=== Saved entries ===

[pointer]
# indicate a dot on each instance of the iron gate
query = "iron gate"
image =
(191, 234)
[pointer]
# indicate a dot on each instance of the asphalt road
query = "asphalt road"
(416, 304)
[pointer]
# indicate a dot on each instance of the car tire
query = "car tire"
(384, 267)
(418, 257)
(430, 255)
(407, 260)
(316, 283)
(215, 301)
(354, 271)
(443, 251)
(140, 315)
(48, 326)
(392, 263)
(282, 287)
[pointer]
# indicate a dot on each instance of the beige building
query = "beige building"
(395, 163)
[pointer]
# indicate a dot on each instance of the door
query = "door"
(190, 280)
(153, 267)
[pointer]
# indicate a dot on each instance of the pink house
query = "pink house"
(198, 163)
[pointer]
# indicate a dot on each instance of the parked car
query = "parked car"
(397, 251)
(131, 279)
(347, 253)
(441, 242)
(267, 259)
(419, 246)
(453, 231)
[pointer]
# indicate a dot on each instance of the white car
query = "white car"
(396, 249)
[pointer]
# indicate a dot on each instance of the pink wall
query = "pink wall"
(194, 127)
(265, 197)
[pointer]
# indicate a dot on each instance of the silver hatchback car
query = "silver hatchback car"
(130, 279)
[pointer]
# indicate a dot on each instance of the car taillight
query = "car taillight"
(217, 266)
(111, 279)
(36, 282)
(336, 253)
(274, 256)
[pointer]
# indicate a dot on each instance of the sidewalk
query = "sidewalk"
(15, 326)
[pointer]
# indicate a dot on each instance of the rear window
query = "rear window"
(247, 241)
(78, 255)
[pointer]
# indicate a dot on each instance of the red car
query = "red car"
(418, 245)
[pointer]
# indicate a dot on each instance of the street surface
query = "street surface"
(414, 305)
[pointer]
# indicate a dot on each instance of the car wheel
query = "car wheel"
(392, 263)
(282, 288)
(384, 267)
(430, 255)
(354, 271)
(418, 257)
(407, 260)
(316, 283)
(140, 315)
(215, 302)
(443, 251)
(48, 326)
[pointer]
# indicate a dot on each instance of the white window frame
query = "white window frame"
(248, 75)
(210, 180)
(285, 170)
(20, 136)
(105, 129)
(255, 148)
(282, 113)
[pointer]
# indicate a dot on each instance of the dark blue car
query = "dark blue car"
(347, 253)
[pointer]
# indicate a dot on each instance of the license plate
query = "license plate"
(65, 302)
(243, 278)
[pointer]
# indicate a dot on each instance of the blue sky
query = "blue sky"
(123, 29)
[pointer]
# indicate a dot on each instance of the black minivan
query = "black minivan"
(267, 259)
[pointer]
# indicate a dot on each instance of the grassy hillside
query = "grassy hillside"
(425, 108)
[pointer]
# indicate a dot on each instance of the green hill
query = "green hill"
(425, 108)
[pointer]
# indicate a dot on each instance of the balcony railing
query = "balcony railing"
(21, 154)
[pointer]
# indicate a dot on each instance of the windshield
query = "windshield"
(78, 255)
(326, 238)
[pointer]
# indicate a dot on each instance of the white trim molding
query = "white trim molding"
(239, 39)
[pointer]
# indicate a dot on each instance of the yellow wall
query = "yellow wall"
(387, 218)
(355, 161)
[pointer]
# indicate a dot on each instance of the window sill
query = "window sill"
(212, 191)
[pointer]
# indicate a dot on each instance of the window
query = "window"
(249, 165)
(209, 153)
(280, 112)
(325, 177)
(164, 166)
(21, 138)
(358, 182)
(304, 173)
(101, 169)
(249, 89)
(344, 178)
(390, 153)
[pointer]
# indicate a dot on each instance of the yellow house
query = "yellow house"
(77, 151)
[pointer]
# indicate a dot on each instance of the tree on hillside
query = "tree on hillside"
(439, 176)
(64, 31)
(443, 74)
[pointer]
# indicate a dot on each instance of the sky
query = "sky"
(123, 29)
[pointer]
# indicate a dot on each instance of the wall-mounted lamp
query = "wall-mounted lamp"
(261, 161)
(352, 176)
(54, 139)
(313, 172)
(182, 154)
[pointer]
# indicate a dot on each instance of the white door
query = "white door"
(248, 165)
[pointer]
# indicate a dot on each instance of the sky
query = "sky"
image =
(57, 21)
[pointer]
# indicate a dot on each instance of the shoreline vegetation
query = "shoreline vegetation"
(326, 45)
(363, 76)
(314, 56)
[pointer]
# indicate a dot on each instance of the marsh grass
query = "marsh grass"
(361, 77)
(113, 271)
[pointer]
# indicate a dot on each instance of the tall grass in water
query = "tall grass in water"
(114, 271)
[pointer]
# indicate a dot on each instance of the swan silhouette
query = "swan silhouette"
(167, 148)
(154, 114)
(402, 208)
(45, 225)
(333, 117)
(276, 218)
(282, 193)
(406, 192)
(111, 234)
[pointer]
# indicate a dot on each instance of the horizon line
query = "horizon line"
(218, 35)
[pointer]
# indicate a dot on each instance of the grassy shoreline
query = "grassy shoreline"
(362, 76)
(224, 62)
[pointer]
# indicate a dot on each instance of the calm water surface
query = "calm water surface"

=== WHAT THE EXERCISE ASKS ===
Search the entries for the word "gate" and show every line that has it.

=== ANSWER TO THIS TASK ===
# indicate a dot on each instance of the iron gate
query = "iron gate"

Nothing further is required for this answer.